*** Extract provided Section Begins ***
In February of 1981, Ringo joined Paul in Montserrat contribute some drum tracks that would appear on Paul's Tug of War. On April twenty-seventh George and Olivia Harrison and Paul and Linda McCartney were among the guests at the wedding of Barbara and Ringo Once again the three reunited during a jam session at the party that followed. During the summer and fall Ringo and Barbara embarked on a round of publicity appearances to promote Caveman and later Stop and Smell the Roses which was releases by Boardwalk in October and to which George and Paul had contributed . Neither the album nor the single, "Wrack My Brain"/ "Drumming Is My Madness" made a dent in the charts. Late in the year, Ringo with Barbara and her two children, moved back to England and Tittenhurst Park. On the business scene, Ringo became part owner in a cable television company in Liverpool.

In January of 1982, "Private Property"/ "Stop and Take the Time to Smell the Roses," yet another single from the Stop and Smell the Roses album, debuted. In order to promote the three songs he had contributed to that album, Paul McCartney suggested that Ringo take the lead in an eleven minute movie featuring the songs. The Cooler, with Ringo, Barbara, Paul, and Linda was filmed in February of 1982 and shown at the Cannes Film Festival in May. Also in February, Ringo, with Joe Walsh a as producer, began work on what would be his ninth solo album, Old Wave. On June twenty-third, Ringo drummed in Paul's "Take It Away" video. Later in the year Ringo and Barbara agreed to take part in Paul's, Give My Regards To Broadstreet.

In 1983 Ringo hosted a twenty-six part weekly radio program called Ringo's Yellow Submarine. In June, Almost a year after it was fished, Old Wave was finally released, but only in South America, Japan, and Canada. It was not released in the United States or England until it was issued on CD in 1994. Ringo was also given drum credits on Paul's Pipes of Peace album and in November of '83, Ringo and Barbara appeared in cameo roles in the television adaptation of Judith Krandz's Princess Daisy.

For the most part the rest of Eighties were a rather quiet time for Ringo. Due to his increasingly heavy dependence on alcohol, the world would see not see as much of him for the remainder of the decade. On July fourth, 1984, Ringo drummed with the Beach Boys in Washington DC and that evening in Miami. That year he also narrated the animated series Thomas The Tank Engine and Friends for ITV. In November he and Barbara joined the McCartneys at the London premier of Give My Regards to Broadstreet . On December 8, Ringo hosted Saturday Night Live.
*** Extract provided Section Ends ***
- **What you are asked to do**: In the passage on Ringo's career in the early 1980s, why did Paul McCartney suggest that Ringo take the lead in an eleven-minute movie?
*** Dataset content Section Begins ***
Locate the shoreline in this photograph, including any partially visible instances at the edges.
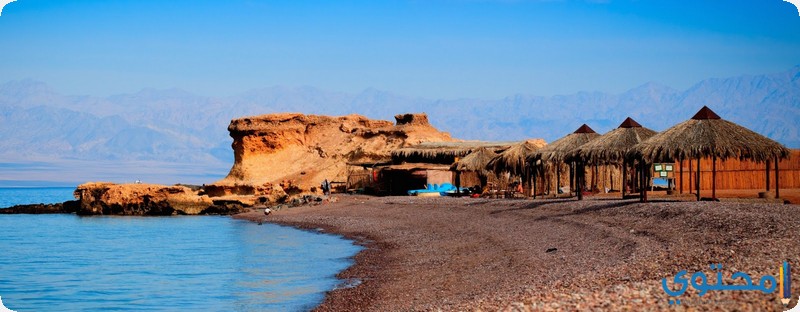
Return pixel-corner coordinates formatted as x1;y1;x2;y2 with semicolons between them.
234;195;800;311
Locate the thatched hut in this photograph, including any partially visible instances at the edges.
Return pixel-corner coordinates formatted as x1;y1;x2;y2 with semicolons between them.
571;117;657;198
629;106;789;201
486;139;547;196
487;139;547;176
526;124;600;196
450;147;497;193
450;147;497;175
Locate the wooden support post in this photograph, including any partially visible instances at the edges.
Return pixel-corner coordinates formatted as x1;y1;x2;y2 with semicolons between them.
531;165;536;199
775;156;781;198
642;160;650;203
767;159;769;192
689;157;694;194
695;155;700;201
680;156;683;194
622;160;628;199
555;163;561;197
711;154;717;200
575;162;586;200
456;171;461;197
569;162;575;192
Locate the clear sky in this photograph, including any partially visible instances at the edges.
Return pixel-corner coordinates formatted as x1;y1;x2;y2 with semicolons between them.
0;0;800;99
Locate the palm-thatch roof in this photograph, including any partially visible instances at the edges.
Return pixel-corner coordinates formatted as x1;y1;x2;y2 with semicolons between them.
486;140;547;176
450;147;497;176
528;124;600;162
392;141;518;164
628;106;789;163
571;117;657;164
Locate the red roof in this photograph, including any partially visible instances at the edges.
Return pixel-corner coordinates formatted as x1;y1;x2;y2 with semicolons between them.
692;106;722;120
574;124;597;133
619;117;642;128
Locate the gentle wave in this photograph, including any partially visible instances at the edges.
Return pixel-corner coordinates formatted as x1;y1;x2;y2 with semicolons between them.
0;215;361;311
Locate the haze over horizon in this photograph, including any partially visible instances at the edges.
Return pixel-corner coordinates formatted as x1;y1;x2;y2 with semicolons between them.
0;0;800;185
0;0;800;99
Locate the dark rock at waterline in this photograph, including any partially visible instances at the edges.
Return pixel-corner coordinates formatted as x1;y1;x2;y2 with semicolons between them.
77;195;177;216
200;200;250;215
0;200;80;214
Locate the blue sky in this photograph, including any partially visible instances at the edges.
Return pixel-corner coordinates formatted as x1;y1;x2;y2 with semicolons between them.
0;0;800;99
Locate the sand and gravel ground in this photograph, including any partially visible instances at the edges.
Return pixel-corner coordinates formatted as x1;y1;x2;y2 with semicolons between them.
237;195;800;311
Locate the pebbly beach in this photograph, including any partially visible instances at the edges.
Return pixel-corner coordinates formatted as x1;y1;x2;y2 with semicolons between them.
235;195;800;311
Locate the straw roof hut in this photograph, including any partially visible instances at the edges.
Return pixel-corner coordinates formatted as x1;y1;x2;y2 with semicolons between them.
*** Dataset content Section Ends ***
- **Output of the exercise**: Paul McCartney wanted to promote the three songs he had contributed to the Stop and Smell the Roses album. The movie featured those songs.